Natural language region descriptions
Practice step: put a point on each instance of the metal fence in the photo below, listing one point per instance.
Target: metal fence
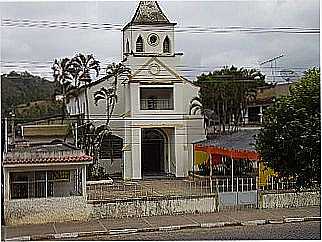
(278, 184)
(166, 188)
(188, 187)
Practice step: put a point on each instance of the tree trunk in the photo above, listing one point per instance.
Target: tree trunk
(86, 100)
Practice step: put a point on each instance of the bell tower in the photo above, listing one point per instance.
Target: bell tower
(149, 33)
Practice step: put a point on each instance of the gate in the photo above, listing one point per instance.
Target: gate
(237, 192)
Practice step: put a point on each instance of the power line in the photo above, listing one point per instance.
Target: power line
(189, 29)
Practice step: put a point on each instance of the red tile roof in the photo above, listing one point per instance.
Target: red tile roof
(12, 159)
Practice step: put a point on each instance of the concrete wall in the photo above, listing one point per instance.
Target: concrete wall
(46, 210)
(154, 207)
(289, 199)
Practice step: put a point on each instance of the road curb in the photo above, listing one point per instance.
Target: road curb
(273, 221)
(122, 231)
(293, 220)
(22, 238)
(312, 219)
(255, 222)
(162, 228)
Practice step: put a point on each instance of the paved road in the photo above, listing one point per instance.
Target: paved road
(292, 231)
(155, 223)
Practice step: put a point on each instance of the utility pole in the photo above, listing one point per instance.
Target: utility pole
(272, 61)
(13, 126)
(5, 135)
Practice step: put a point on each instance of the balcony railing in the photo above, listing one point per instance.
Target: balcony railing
(156, 104)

#### PROBLEM REQUIREMENTS:
The lines to reproduce run from the one that contains "Target: utility pole" through the last line above; copy them exactly.

#### OUTPUT:
Target: utility pole
(272, 61)
(13, 126)
(5, 135)
Practice step: put a point on each instance of the balcony railing in the photo above, listing one point per instance.
Target: balcony railing
(156, 104)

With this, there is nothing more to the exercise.